JOB:
In each of the entries below, swap "integer pixel coordinates" for "whole-number pixel coordinates" and copy every other word unchanged. Leave the pictures out of your copy.
· · · · ·
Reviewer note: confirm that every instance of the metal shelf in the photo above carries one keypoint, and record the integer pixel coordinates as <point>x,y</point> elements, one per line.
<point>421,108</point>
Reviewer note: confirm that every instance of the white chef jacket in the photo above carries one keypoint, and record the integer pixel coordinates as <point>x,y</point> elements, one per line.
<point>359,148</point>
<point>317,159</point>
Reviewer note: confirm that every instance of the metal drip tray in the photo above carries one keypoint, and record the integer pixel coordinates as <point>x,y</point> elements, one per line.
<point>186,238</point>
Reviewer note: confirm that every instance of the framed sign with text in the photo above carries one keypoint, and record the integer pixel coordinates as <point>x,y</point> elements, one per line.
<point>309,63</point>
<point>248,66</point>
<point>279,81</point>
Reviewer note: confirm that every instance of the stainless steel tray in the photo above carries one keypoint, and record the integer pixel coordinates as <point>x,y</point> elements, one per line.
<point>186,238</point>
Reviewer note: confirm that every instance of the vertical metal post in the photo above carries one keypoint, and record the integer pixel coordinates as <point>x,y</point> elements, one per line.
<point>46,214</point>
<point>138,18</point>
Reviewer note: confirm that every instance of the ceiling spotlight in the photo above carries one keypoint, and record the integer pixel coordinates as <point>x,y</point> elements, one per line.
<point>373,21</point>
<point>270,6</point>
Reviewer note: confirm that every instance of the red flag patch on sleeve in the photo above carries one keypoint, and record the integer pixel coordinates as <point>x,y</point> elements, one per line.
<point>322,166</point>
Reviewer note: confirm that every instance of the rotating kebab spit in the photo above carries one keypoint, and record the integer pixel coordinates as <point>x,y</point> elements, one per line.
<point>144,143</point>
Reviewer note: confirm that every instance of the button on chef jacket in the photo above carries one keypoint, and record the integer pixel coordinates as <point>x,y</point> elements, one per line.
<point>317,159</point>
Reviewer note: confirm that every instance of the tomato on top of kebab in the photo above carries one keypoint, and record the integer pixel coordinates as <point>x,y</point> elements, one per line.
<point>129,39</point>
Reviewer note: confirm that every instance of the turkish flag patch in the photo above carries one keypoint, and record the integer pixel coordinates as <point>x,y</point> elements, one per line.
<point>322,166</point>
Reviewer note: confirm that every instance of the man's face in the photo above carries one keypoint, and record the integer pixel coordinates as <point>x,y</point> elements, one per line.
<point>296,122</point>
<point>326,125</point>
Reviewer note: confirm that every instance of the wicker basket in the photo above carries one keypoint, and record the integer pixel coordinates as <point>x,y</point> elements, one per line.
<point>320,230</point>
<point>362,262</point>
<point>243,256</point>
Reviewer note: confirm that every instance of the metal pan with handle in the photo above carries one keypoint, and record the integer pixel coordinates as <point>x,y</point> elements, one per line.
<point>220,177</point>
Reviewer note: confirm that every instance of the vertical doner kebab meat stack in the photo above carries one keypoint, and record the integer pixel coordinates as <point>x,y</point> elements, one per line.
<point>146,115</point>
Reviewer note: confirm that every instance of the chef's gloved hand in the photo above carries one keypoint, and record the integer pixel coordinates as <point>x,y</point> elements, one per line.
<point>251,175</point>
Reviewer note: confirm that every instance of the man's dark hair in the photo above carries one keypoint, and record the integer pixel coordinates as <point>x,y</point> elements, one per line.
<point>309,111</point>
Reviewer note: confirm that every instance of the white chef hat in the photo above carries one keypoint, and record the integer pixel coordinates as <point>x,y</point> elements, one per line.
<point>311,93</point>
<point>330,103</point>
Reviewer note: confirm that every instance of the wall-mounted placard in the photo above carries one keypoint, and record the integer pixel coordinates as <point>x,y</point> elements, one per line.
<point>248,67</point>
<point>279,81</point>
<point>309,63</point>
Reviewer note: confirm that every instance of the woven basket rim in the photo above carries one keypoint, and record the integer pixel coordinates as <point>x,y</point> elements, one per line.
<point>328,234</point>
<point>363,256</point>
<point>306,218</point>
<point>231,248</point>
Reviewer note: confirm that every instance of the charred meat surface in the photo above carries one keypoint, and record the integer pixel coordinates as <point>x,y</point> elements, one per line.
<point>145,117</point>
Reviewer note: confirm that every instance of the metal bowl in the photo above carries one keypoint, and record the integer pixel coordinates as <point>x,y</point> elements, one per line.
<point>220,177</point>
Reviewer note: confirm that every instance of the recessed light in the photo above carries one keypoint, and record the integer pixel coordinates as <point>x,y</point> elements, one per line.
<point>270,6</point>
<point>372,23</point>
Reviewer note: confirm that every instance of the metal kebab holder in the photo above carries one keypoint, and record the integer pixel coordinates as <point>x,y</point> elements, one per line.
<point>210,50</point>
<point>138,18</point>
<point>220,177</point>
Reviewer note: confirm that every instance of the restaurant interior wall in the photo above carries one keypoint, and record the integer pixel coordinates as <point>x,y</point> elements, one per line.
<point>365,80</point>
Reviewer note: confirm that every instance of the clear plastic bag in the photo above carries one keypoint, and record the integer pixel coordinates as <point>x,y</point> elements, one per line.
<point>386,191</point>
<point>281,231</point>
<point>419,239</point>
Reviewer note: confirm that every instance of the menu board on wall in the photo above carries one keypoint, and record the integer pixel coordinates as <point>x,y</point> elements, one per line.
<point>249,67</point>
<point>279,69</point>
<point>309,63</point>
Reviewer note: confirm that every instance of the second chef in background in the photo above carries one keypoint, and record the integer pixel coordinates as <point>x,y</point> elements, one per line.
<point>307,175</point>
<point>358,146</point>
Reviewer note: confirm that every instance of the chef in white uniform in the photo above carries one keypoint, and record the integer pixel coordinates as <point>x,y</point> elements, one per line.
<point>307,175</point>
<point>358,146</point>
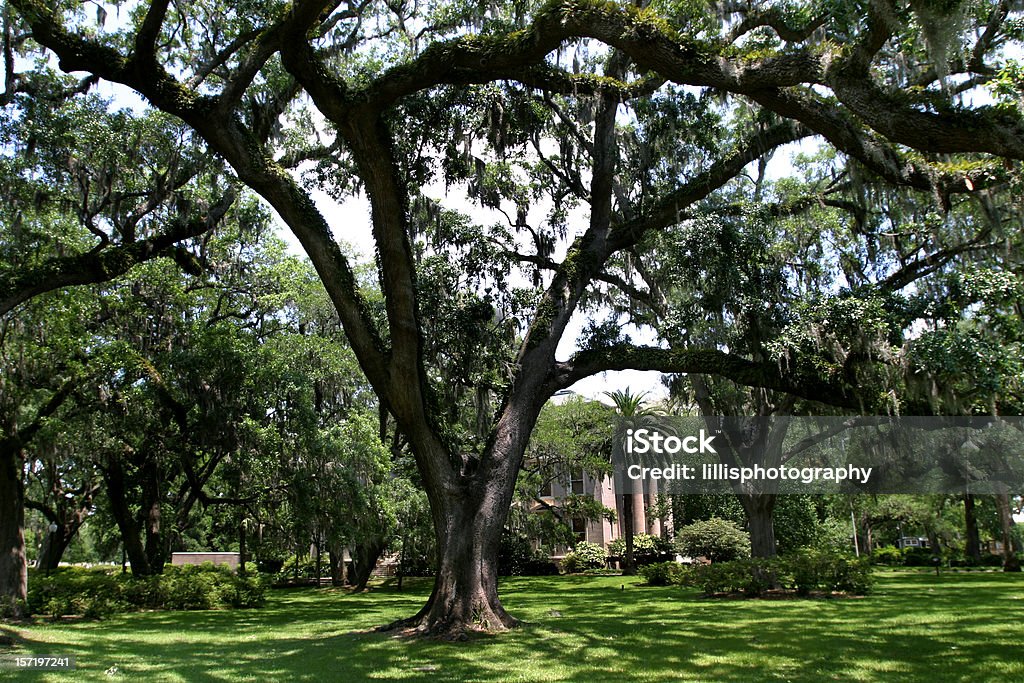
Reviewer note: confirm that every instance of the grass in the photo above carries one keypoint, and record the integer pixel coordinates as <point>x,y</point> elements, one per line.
<point>913,627</point>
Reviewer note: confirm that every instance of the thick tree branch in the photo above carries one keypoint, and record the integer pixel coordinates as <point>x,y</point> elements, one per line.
<point>19,285</point>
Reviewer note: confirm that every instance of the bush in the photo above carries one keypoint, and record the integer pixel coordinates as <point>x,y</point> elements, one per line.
<point>585,556</point>
<point>718,540</point>
<point>98,593</point>
<point>667,573</point>
<point>647,549</point>
<point>516,557</point>
<point>803,572</point>
<point>888,555</point>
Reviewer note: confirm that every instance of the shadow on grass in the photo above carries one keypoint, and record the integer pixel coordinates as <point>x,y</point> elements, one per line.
<point>578,629</point>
· · · · ·
CORRECT OUTPUT:
Reviewer note: confirm that every instance of the metal shelf in the photo above carries one keypoint, and record the whole-number pixel coordinates as <point>x,y</point> elements, one per line.
<point>421,108</point>
Reviewer note: confirm that every instance of the white chef jacket in the photo above carries one keypoint, and record the whole-number pixel coordinates as <point>x,y</point> elements, one per line.
<point>359,148</point>
<point>317,159</point>
Reviewer note: confirm that every instance of the metal drip tray in the photo above carries one keypoint, and record the whole-number pixel coordinates as <point>x,y</point> elements, one per line.
<point>186,238</point>
Reviewer note: confirm that every instance of the framed sign with text in the photo above carries one keypoint, and record the whole-number pixel coordinates as <point>x,y</point> elements, one per line.
<point>309,63</point>
<point>248,66</point>
<point>279,81</point>
Reviewer note: confirm that every instance of the stainless steel tray in the photo above carries one keypoint, and record the whole-number pixel coordinates as <point>x,y</point> elements, one per line.
<point>186,238</point>
Reviewer note: confirm that every instance of the vertical metal post in the photo above carries one keypoint, and record the whole-number pixel coordinates as <point>x,y</point> elements, one per line.
<point>46,214</point>
<point>138,18</point>
Reviewer note: confirm that every instance of the ceiling spotlight in the photo above carries one keypoint, and record the whole-number pixel coordinates as <point>x,y</point> elements, one per line.
<point>373,21</point>
<point>270,6</point>
Reviewer note: confirm that every instance of the red flag patch on sleeve in the photo above carries one keypoint, and record the whole-number pixel coordinates as <point>x,y</point> elements, one per line.
<point>322,166</point>
Reviewer note: confirm that every instance of the rotating kebab spit in the photo above carries one keypoint, and record the whole-number pixel coordinates as <point>x,y</point> elements, one per line.
<point>144,143</point>
Reviewer note: confirm that every instance of the button on chef jacket in the photo above carries one keypoint, and record the whole-number pixel coordinates as <point>x,y</point> elements, one per line.
<point>317,159</point>
Reviewer note: confirm that every instance of the tomato on top of kebab in the photo above carries one keypoint, and record the whole-number pixel coordinates as <point>x,y</point> elements, one per line.
<point>129,39</point>
Reviewer note: confirm that every instance of the turkish flag patch in the photo above carries one keypoint, and record the whole-number pixel coordinates as <point>x,y</point> elements, one per line.
<point>322,166</point>
Reviewer note: confirm that every instance of the man's face in the photo above carries one keypoint, and record the whole-number pixel coordinates as <point>x,y</point> elements, one per line.
<point>296,122</point>
<point>326,125</point>
Reviewer note: confirm that every instance of the wicker basket in the photo above carries one keypoint, and record the whole-number pixel coordinates as <point>x,y</point> elements, one per line.
<point>320,230</point>
<point>362,262</point>
<point>243,256</point>
Reviewer note: confirm that every instance of the metal pan with handle in the photo above carries one keypoint, and record the whole-number pixel coordinates as <point>x,y</point> elements, one per line.
<point>220,177</point>
Reviewer note: confirm that every instance of the vertical doner kebab meat stack in the photo above carries one keypoint, and record the whole-number pixel coordinates as <point>x,y</point> elements, one per line.
<point>146,115</point>
Reviewer note: confirm that every instance of the chef's gloved hand in the photo above carries one keypoint, and record the whole-number pixel coordinates as <point>x,y</point> elements, one per line.
<point>251,175</point>
Reviewer note: confirm that every instance of the man's dark hair in the photo above carries one keypoint, and record the whole-number pixel coordinates as <point>x,y</point> elements, one per line.
<point>309,111</point>
Reviewer note: confirm that every instance of the white chef hat in the photo above carries one keypoint, and record the whole-number pixel coordinates as <point>x,y</point> elements, one per line.
<point>311,93</point>
<point>330,103</point>
Reviewer note: confirm that every instance of the wall-mounted placard in the photo above carries one keypoint, and record the whole-number pixel coordinates as <point>x,y</point> elements, one per line.
<point>248,67</point>
<point>279,81</point>
<point>309,63</point>
Reviewer note: confirm that every instance of the woven basket rim in the photo above carries one keypoint, and record the whole-number pixel coordinates as <point>x,y</point> elements, one per line.
<point>328,234</point>
<point>363,256</point>
<point>306,218</point>
<point>231,248</point>
Reviewer note: confirm that every instance of the charred meat surface in the photo above carries one keypoint, and record the whole-number pixel coordinates as <point>x,y</point> elements, one per line.
<point>145,117</point>
Reviewer note: confirm that every instance of the metal bowl in the photo above carries one keypoint, and record the whole-number pixel coordinates as <point>x,y</point> elements, one per line.
<point>220,177</point>
Reviewer note: confirm that every instance of the recessed light in the photo above carries one keypoint, and record the whole-number pixel coordinates as <point>x,y</point> elements, one per line.
<point>270,6</point>
<point>372,23</point>
Reviewer note: confirm that every instance of the metal kebab holder in the photo above carries one keypoint, and record the whole-number pixel coordinates as <point>x,y</point> elements, one per line.
<point>210,50</point>
<point>138,18</point>
<point>220,177</point>
Reviewer note: confirm that every instance of the restaurant interior wall in the photo above carries one keypoint, and record the whole-number pixel coordinates as <point>x,y</point> elements, one per line.
<point>365,80</point>
Reviewer note: confirm that every instance of the clear plastic bag in the photo above carries one keypoint, and record the whole-number pixel coordinates as <point>x,y</point> elements, one per line.
<point>386,191</point>
<point>281,231</point>
<point>419,239</point>
Reviewer note: confirm that every instance of the menu board on wall in the photo above carries one keypoint, and record the whole-number pixel coordinates as <point>x,y</point> elements, one per line.
<point>249,67</point>
<point>279,69</point>
<point>309,63</point>
Reviewer note: confirm that every instance of the second chef in background in the photo above carries one keypoint, and record the whole-number pixel coordinates as <point>x,y</point> elements, one per line.
<point>307,175</point>
<point>358,146</point>
Reviewer note: confirm that every instance of the chef in white uniform in the photo above carries one keypoint, and record the whole-number pixel coordinates as <point>x,y</point> elements, one per line.
<point>307,175</point>
<point>358,146</point>
Reviewer note: confirm that every instance of the grass in the photo above carries one keypoint, and record the whole-number pixel coordinates as <point>x,y</point> elements, one per line.
<point>913,627</point>
Reviewer note: confirm that every instance of the thick tree branch in the photo above carries one keypoint, and record the whole-number pixel coordinates as <point>x,y</point> elements, one per line.
<point>19,285</point>
Reviewer note: confirm that every instance of the bush in the photo above carries one keypoint, and record the whole-number pixel coordinates as <point>x,y</point> elements, one per line.
<point>585,556</point>
<point>718,540</point>
<point>98,593</point>
<point>667,573</point>
<point>647,549</point>
<point>516,557</point>
<point>803,572</point>
<point>888,555</point>
Reviewer note: confirm that every instance of the shadow on grass in the photo above carries one keypoint, and record the whole-number pixel coordinates as <point>x,y</point> elements, one per line.
<point>578,629</point>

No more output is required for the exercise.